PROBLEM STATEMENT: Please print exactly the line containing "Q: Point out each instance of the reddish" and every line after it to the end of the records below, and nothing more.

Natural-language object grounding data
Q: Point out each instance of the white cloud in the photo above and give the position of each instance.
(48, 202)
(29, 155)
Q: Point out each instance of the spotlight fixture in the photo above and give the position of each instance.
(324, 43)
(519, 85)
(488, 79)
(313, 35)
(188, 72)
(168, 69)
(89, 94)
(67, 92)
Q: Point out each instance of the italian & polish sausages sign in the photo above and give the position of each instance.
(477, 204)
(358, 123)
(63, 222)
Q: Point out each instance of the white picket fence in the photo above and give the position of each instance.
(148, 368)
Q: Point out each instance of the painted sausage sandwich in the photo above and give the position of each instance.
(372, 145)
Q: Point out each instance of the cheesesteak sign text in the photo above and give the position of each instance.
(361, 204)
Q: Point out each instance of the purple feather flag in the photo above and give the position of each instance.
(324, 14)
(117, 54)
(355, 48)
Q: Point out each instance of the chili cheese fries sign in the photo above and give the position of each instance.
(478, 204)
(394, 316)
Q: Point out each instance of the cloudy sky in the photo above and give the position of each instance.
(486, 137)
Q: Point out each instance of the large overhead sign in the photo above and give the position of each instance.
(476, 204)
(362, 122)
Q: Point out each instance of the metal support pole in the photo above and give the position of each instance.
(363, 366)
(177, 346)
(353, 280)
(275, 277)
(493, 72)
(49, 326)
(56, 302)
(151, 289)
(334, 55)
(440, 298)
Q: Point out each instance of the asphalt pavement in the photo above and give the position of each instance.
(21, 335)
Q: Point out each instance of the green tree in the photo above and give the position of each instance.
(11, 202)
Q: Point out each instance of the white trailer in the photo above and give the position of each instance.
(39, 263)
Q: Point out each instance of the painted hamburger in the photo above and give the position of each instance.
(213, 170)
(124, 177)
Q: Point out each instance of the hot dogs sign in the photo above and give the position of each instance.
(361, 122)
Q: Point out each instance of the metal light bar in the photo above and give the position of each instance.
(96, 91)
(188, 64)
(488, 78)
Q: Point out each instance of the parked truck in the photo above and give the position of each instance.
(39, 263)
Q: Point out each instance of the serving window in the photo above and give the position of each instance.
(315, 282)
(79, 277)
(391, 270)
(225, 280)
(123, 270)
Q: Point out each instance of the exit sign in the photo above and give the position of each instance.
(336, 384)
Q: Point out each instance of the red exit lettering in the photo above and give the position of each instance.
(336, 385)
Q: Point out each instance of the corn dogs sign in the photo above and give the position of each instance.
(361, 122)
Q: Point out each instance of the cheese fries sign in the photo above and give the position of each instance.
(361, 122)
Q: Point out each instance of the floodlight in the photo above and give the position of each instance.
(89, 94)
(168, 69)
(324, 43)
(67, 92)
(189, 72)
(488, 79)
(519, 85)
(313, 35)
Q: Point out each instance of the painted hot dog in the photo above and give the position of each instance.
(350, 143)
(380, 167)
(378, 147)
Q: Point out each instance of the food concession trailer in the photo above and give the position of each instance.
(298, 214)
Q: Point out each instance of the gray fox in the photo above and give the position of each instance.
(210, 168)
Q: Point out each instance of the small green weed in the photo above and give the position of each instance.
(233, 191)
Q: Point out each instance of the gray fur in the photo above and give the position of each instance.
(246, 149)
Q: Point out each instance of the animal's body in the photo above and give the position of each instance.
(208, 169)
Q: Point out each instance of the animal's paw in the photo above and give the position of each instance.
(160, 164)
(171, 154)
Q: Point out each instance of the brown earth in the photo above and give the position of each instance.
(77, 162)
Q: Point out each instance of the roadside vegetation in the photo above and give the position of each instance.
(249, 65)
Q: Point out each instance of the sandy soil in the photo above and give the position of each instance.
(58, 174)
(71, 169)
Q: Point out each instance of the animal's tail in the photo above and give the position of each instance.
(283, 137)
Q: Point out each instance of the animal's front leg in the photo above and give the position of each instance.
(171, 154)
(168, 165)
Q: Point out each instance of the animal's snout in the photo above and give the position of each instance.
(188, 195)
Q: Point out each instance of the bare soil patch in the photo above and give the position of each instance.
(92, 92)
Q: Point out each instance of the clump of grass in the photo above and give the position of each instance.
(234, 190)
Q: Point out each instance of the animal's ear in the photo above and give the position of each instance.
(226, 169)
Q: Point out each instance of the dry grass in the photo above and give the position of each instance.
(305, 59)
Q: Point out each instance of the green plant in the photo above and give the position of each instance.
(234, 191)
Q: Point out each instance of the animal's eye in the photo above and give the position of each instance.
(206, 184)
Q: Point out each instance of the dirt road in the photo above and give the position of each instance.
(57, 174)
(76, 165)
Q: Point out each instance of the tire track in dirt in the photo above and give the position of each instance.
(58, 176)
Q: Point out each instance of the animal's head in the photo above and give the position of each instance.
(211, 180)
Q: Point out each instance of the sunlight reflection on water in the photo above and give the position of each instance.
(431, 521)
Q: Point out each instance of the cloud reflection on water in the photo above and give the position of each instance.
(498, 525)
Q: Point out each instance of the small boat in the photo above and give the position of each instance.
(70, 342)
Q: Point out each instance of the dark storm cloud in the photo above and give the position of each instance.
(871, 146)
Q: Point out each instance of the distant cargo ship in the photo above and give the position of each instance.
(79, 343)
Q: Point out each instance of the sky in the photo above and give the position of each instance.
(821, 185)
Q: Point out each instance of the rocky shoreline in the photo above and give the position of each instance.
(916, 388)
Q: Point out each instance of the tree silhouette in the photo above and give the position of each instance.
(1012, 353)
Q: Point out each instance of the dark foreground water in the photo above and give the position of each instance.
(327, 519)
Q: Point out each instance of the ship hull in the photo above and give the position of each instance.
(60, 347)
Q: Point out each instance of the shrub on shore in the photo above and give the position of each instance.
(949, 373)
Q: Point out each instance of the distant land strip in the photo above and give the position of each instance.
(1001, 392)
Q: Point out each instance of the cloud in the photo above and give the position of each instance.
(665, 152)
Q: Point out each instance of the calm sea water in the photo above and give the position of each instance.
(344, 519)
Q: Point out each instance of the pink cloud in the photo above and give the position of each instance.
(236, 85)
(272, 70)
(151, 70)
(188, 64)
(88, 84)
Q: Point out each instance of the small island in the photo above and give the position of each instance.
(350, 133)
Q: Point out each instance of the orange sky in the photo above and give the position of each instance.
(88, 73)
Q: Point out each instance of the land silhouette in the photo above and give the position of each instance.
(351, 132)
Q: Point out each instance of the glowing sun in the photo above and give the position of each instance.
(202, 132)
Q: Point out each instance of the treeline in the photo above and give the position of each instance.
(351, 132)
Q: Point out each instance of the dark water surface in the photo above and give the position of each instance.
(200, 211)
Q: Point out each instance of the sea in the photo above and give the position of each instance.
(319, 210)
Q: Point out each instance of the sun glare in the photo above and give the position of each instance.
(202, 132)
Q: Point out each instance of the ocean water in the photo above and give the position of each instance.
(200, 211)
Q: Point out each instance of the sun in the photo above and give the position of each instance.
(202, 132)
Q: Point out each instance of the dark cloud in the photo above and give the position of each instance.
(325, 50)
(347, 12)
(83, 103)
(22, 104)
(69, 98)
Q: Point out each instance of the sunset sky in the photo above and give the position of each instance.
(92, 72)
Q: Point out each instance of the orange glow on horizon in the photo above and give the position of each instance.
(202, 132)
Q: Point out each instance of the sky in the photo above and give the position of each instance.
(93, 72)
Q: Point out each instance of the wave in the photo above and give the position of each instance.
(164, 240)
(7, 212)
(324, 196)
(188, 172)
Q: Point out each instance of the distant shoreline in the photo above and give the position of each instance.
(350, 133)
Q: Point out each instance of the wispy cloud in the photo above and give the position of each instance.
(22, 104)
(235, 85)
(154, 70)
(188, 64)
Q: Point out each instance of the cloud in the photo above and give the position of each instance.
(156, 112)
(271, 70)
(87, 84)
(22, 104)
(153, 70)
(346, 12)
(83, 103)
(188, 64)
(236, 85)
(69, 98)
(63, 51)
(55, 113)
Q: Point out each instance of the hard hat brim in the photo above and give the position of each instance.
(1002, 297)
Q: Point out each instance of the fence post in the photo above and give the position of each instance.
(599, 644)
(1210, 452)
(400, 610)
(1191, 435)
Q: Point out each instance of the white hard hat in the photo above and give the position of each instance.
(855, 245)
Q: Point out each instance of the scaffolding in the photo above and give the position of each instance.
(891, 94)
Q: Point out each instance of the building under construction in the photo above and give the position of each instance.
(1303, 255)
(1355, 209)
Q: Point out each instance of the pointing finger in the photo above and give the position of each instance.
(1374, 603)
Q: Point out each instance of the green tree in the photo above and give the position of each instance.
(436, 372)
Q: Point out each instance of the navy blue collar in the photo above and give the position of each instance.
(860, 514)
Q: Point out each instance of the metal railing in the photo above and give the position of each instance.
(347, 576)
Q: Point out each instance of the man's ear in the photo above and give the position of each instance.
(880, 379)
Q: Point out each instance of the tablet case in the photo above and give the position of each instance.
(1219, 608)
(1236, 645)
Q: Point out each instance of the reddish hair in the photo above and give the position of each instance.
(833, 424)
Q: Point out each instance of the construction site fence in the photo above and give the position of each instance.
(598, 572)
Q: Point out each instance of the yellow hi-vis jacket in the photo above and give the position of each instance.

ANSWER BELOW:
Q: Point out each instance of the reddish hair in the photo above and give the position of each instance.
(833, 424)
Q: Point out each instance of the construction site fence in the photo above and give the position of each instance.
(598, 572)
Q: Point out each instance of the yellow hi-vis jacket in the photo above and give the position of each instance.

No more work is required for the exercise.